WHAT THIS TASK INVOLVES.
Restate exactly, and only, the lines spanning from the one with "Each instance receives one keypoint. Annotate the parsley" to the end of the records below.

[Point-per-instance localization data]
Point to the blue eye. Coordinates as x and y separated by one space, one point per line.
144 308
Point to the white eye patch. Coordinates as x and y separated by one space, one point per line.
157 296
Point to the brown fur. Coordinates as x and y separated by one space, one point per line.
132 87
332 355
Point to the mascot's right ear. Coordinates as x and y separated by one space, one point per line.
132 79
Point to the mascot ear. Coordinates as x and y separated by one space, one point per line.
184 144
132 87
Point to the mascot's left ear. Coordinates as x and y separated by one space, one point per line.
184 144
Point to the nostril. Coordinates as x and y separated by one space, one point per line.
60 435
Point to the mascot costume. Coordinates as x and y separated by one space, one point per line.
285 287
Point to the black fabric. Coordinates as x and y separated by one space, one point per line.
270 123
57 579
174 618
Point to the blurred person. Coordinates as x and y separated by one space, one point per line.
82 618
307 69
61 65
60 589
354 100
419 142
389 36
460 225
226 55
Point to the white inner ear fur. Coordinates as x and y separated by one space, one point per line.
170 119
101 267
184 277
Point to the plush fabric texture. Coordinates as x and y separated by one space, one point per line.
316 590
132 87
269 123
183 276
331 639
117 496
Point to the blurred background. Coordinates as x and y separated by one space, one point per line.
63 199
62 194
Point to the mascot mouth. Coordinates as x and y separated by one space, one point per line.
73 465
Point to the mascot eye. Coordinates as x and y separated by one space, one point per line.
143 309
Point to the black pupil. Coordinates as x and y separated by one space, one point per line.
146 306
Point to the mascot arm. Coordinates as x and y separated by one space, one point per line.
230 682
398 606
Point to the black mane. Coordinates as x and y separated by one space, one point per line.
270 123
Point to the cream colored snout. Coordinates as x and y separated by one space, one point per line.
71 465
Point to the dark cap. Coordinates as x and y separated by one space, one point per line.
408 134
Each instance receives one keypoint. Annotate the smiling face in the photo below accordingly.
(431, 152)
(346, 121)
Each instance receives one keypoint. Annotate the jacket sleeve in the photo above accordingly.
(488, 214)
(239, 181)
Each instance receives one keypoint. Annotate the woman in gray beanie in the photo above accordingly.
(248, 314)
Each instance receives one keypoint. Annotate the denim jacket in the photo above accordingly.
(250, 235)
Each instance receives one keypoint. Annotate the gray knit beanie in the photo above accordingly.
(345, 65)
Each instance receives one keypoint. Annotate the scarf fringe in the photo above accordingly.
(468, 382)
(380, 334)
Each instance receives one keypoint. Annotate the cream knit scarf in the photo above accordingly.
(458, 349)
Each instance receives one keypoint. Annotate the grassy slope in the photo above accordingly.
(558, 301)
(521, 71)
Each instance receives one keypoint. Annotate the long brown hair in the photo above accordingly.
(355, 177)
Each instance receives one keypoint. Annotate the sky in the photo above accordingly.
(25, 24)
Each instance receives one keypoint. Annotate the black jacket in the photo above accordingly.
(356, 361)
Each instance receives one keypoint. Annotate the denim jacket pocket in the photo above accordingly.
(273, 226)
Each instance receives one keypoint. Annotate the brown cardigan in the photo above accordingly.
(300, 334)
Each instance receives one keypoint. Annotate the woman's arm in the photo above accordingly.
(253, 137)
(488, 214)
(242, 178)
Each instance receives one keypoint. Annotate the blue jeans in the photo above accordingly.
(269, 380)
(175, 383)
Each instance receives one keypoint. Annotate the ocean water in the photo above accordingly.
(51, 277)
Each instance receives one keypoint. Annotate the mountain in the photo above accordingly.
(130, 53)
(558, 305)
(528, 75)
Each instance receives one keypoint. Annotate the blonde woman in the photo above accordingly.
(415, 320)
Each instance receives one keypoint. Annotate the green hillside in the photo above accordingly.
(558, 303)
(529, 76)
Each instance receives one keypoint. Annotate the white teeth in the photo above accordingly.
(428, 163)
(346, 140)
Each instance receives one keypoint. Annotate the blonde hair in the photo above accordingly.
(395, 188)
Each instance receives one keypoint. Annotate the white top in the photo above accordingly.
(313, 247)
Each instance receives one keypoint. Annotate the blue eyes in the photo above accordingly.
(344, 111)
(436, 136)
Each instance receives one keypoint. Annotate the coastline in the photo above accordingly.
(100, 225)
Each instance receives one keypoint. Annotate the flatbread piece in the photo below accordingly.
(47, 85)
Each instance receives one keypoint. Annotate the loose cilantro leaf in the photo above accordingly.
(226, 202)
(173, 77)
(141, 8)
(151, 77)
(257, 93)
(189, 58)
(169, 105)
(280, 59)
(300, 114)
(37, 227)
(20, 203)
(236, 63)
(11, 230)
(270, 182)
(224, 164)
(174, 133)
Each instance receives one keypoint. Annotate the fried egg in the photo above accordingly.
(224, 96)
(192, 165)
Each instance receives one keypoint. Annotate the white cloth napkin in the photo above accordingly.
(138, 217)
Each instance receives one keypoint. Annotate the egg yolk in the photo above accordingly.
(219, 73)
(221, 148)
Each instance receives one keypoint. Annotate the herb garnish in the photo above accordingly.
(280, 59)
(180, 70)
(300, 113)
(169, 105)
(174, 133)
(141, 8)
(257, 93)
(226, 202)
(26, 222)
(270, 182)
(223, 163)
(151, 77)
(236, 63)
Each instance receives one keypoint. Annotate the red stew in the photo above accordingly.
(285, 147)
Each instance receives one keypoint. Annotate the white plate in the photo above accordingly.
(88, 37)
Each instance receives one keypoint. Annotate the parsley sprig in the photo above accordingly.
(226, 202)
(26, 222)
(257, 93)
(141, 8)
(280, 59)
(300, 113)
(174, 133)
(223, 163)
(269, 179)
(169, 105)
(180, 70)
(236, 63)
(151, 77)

PROBLEM SOLUTION.
Each instance receives one keypoint. Annotate the parsley sprig in the photo above accordingly.
(226, 202)
(26, 222)
(257, 93)
(141, 8)
(280, 59)
(300, 113)
(174, 133)
(223, 163)
(269, 179)
(169, 105)
(180, 70)
(236, 63)
(151, 77)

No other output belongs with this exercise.